=== Aim of the task ===
Nothing in the records below should be altered when they are retyped.

=== Input material ===
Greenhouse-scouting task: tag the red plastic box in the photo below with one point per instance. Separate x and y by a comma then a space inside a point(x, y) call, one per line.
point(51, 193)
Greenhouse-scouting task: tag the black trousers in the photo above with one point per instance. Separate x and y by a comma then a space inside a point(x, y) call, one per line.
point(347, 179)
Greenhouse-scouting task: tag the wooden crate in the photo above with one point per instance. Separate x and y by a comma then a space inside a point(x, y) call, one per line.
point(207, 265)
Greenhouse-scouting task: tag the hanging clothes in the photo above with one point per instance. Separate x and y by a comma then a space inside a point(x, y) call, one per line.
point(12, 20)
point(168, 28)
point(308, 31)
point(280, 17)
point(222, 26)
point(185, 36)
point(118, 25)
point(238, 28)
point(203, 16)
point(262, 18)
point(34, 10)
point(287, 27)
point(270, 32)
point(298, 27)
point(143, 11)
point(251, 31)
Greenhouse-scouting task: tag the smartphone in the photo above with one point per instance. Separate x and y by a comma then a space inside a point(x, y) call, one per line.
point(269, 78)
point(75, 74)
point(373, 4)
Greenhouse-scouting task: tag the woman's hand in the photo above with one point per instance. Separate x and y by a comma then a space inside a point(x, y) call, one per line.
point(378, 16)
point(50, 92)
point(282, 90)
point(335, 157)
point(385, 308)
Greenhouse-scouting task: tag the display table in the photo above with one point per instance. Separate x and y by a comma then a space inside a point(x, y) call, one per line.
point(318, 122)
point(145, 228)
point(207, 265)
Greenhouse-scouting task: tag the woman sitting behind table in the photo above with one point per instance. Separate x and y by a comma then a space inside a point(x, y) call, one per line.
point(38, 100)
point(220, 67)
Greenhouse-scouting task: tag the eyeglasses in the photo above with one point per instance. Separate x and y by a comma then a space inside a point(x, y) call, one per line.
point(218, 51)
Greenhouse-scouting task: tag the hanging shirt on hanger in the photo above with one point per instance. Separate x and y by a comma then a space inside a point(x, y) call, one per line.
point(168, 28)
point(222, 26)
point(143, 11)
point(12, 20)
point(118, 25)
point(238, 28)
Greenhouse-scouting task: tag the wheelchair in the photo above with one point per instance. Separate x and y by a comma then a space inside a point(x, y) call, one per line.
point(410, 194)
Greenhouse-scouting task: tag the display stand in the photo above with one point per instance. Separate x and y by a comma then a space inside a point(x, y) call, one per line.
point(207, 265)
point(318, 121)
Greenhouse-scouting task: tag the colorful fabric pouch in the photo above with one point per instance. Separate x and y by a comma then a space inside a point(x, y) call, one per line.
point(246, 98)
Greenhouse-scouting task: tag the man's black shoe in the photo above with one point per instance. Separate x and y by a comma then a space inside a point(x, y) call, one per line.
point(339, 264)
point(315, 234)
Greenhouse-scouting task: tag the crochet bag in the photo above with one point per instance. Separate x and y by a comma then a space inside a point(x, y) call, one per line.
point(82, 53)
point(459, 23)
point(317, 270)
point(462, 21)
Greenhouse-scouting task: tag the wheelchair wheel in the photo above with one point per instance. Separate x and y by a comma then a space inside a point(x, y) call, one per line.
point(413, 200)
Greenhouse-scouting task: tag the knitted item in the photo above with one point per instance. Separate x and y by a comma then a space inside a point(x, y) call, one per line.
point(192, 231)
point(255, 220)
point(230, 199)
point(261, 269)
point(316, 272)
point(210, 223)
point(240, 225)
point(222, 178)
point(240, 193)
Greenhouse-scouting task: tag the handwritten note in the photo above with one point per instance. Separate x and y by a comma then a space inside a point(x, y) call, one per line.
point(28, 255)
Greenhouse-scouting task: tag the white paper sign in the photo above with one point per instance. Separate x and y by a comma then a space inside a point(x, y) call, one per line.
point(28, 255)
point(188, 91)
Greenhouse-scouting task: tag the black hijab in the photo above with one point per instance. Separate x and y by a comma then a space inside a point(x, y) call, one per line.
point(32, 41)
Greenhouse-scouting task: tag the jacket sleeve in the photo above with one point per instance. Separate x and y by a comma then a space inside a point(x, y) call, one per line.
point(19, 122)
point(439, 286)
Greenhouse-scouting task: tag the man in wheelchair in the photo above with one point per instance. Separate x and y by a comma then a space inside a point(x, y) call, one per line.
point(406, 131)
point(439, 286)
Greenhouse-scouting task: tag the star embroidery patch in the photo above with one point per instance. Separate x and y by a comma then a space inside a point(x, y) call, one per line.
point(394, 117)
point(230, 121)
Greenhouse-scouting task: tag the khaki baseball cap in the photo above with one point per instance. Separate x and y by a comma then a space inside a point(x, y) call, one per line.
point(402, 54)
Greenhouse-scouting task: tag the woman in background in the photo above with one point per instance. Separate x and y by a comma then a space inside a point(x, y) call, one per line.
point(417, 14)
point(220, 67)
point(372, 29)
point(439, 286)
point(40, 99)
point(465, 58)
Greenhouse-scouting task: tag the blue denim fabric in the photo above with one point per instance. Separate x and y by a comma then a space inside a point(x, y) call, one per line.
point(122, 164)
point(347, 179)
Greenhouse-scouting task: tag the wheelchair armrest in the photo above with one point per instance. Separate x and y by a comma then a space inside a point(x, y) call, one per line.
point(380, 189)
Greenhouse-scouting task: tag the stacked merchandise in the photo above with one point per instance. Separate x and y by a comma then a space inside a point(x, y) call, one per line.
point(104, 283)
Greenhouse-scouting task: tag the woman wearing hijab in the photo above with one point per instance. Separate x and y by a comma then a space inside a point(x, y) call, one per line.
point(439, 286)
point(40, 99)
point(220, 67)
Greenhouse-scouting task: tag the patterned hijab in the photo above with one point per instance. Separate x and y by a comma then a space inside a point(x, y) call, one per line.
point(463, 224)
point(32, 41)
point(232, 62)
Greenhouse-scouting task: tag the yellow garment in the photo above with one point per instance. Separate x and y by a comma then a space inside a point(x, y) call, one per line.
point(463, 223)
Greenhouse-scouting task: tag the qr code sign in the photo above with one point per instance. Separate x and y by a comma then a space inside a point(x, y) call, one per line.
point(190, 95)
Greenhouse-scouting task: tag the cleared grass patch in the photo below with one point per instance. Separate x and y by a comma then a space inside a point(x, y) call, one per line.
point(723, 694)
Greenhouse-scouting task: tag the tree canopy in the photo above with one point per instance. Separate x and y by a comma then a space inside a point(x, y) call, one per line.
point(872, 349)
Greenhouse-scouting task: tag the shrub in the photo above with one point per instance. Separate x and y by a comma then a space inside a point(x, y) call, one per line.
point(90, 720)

=== Result ===
Greenhouse-scouting task: tag the red plastic box in the photo below with one point per instance. Separate x and y by a comma then a space inside a point(x, y) call, one per line.
point(51, 193)
Greenhouse-scouting task: tag the black trousers in the photo above with one point per instance. Separate x and y by a comma then a space inside a point(x, y) call, one per line.
point(347, 179)
Greenhouse-scouting task: tag the wooden crate in the photo above with one point per instance. Separate x and y by a comma then a space inside a point(x, y) call, one per line.
point(207, 265)
Greenhouse-scouting task: tag the hanging clothes in the photo above with one point per instance. Separate x and y by a comma then a space inside a point(x, y) call, one per line.
point(12, 20)
point(168, 28)
point(308, 31)
point(280, 17)
point(222, 26)
point(185, 36)
point(118, 25)
point(238, 28)
point(203, 16)
point(262, 18)
point(34, 10)
point(287, 27)
point(270, 32)
point(298, 27)
point(143, 11)
point(251, 31)
Greenhouse-scouting task: tag the smartphone in the photo above with one point per instance. Separate x and y by a comma then a space inside a point(x, y) call, one per line.
point(269, 78)
point(75, 74)
point(373, 4)
Greenhouse-scouting task: tag the woman's hand in the photo above with one point per instance. Separate x and y by a comma then a space inside a point(x, y) call, one per line.
point(378, 16)
point(50, 92)
point(282, 90)
point(335, 157)
point(385, 308)
Greenhouse-scouting task: tag the display table in the photo above with one point per instance. Separate x and y by a comma then a space inside a point(x, y) call, one per line.
point(318, 122)
point(145, 228)
point(207, 265)
Greenhouse-scouting task: tag the woman sitting behind table in the photo above with one point per instance. Separate x and y by a comma then a space inside a point(x, y) call, one per line.
point(38, 100)
point(220, 67)
Greenhouse-scouting task: tag the eyeglasses in the photo above with one point per instance. Separate x and y by a comma then a space inside a point(x, y) call, one per line.
point(218, 51)
Greenhouse-scouting task: tag the hanging shirt on hanger in the photo above with one point per instance. Separate x and y by a comma then a space inside a point(x, y) call, one per line.
point(168, 28)
point(222, 26)
point(143, 11)
point(12, 20)
point(118, 25)
point(238, 28)
Greenhouse-scouting task: tag the wheelchair in the photo above with one point per instance. Separate x and y by a comma then a space inside a point(x, y) call, one per line.
point(410, 194)
Greenhouse-scouting task: tag the display stand in the photo above with one point per instance. Separate x and y by a comma then a space inside a point(x, y) call, one per line.
point(207, 265)
point(318, 121)
Greenhouse-scouting task: tag the colorful fabric pouch in the photo above with one point per instance. Separate x and y by a comma then a space inside a point(x, y) call, one per line.
point(246, 98)
Greenhouse-scouting task: tag the man's black shoe in the photo above with one point per instance. Separate x and y by a comma then a space inside a point(x, y) call, one per line.
point(339, 264)
point(315, 234)
Greenhouse-scouting task: tag the crochet bag in the photo above with one point per instance. Separate x and y by a comma then a space inside a point(x, y) call, one per line.
point(82, 53)
point(459, 23)
point(317, 270)
point(462, 21)
Greenhouse-scouting task: tag the wheelchair wheel in the photo above with one point per instance. Separate x and y by a comma then a space inside a point(x, y) call, one per line.
point(413, 200)
Greenhouse-scouting task: tag the knitted item in the photo above with one point per instance. Separate x and y by a comma then a space inside a point(x, y) call, one per line.
point(192, 231)
point(255, 220)
point(230, 199)
point(261, 269)
point(316, 272)
point(210, 223)
point(240, 225)
point(222, 178)
point(240, 193)
Greenhouse-scouting task: tag the handwritten note in the photo above with one point per instance. Separate x and y by a comma then a space inside a point(x, y) call, one per line.
point(28, 255)
Greenhouse-scouting task: tag the white paper sign in the photo above with one point per instance. Separate x and y by a comma then a space inside a point(x, y) call, one per line.
point(28, 255)
point(188, 91)
Greenhouse-scouting task: tag the black hijab in the photo above with one point per instance. Separate x and y by a comma then a space inside a point(x, y) call, one per line.
point(32, 41)
Greenhouse-scouting task: tag the jacket sleeve in the photo above with one point per instance. Separate x and y by a comma then a space inside a point(x, y) call, one per line.
point(19, 122)
point(439, 286)
Greenhouse-scouting task: tag the man in wheelchair in the photo above with one point per instance. Separate x and y by a comma then a space inside a point(x, y) call, one per line.
point(406, 131)
point(439, 286)
Greenhouse-scouting task: tag the star embroidery patch in the photo above with one point per instance. Separate x and y by a comma then a space inside a point(x, y) call, one per line.
point(394, 117)
point(230, 121)
Greenhouse-scouting task: tag the khaki baseball cap in the photo above with one point per instance. Separate x and y by a comma then a space inside a point(x, y) call, one per line.
point(402, 54)
Greenhouse-scouting task: tag the woman in background in the photo above with one point per instance. Separate x and y by a comma then a space inside a point(x, y) call, one per line.
point(417, 14)
point(220, 67)
point(372, 29)
point(439, 286)
point(40, 99)
point(465, 58)
Greenhouse-scouting task: tag the blue denim fabric in the photo above with one point per instance. Separate x and y by a comma then a space inside a point(x, y) call, one per line.
point(122, 164)
point(347, 179)
Greenhouse-scouting task: tag the wheelchair armrest in the photo above with one point per instance. Separate x and y by a comma then a space inside a point(x, y) call, one per line.
point(380, 189)
Greenhouse-scouting task: tag the stacked merchandise in the photo above with one point per instance. Separate x and y by a comma then a space inside a point(x, y) call, one per line.
point(104, 283)
Greenhouse-scouting task: tag the woman wearing hijab in the photo above with one point per instance. Separate x and y by a comma then a space inside a point(x, y) call, one per line.
point(439, 286)
point(40, 99)
point(220, 67)
Greenhouse-scouting task: tag the patterned hijab in the photo above with one point per instance. Separate x and y by a comma then a space inside a point(x, y) call, one per line.
point(463, 224)
point(32, 41)
point(232, 62)
Greenhouse-scouting task: tag the yellow garment in the photo above with one point per instance. Separate x and y by a comma then a space inside a point(x, y) call, one per line.
point(463, 223)
Greenhouse-scouting task: tag the qr code sign in the photo above with one point per instance. Separate x and y by a comma then a space inside a point(x, y) call, one per line.
point(190, 95)
Greenhouse-scouting task: tag the cleared grass patch in the photo below with one point per instance. Separate x and y by a comma then a space inside a point(x, y) call, one per line.
point(723, 694)
Greenhouse-scouting task: tag the tree canopy in the photo above with one point per instance. Separate x and y by a comma then a space inside a point(x, y) call, one per line.
point(872, 349)
Greenhouse-scouting task: tag the shrub in the photo above with one point per instance. Separate x and y by a comma then a space inside a point(x, y) call, one per line.
point(90, 720)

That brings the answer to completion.